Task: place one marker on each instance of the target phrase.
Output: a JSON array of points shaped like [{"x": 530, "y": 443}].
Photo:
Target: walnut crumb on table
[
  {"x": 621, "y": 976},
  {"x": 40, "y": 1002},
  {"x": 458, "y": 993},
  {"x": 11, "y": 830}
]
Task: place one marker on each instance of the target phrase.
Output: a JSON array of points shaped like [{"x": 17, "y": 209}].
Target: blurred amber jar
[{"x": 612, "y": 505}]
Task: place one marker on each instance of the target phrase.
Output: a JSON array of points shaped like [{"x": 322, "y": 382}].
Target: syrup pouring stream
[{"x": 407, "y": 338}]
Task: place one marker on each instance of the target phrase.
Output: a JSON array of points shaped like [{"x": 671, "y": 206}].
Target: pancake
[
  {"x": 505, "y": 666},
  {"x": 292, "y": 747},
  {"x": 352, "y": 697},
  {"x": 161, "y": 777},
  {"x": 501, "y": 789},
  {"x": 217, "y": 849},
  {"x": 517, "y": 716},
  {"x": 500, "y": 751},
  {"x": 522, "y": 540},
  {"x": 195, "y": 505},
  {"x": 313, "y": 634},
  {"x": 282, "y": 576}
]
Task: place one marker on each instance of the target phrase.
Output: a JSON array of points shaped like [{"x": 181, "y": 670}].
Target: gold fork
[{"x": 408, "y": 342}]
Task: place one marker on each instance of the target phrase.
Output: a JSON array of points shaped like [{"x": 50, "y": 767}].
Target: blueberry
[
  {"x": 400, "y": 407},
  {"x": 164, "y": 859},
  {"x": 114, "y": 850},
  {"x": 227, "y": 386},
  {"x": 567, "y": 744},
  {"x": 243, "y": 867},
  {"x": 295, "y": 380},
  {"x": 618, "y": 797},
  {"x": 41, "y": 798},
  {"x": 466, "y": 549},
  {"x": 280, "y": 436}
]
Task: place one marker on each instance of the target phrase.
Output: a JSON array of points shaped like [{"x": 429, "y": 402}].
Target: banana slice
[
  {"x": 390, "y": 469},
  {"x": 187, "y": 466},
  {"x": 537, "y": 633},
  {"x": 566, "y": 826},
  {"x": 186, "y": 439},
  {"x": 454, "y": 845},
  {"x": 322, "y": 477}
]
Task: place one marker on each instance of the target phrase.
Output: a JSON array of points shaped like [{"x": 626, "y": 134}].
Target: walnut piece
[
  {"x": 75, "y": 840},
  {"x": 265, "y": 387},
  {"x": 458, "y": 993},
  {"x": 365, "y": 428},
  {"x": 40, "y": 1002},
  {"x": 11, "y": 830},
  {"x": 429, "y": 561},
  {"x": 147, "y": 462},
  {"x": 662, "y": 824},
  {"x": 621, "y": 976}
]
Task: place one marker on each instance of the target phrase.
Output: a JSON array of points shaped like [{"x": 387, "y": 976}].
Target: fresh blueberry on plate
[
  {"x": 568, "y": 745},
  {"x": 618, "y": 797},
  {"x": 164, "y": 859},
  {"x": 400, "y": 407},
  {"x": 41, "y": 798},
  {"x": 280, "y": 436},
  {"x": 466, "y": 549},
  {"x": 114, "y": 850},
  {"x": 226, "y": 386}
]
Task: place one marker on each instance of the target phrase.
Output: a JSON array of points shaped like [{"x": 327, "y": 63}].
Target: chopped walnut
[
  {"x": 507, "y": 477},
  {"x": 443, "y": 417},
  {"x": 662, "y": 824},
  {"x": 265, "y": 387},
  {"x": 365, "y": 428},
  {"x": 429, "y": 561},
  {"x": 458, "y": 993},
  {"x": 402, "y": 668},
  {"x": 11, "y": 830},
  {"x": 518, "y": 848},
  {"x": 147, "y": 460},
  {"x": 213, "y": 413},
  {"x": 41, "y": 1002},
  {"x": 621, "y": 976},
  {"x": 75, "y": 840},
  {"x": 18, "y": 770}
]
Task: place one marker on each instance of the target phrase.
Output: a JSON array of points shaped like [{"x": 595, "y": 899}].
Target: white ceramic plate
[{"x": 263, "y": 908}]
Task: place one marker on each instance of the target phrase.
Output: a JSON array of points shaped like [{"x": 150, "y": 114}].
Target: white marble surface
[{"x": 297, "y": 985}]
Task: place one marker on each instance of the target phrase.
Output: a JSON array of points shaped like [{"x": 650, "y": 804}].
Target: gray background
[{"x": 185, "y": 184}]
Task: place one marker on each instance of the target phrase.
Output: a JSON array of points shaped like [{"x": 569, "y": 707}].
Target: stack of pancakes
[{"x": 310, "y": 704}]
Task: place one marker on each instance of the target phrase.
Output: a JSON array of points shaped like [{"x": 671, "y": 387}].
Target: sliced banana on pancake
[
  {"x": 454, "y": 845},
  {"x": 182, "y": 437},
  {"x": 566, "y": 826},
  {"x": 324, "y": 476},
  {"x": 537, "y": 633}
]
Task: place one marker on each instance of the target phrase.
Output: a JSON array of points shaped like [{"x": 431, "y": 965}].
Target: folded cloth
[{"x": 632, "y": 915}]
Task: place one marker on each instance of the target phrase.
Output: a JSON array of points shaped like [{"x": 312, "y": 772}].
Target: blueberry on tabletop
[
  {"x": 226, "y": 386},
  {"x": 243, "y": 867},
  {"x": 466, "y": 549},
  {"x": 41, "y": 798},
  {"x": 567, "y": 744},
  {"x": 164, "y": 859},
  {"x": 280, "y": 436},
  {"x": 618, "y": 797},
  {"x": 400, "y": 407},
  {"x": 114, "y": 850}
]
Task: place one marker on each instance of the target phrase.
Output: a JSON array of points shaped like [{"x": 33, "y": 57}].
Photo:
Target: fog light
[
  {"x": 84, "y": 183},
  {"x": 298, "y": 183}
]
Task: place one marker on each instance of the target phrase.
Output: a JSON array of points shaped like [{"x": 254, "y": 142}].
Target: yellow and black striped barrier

______

__Task to carry out__
Find every line in the material above that contains the word "plate" and copy each one.

__Solution for this exercise__
Target: fresh blueberry on plate
Target: white ceramic plate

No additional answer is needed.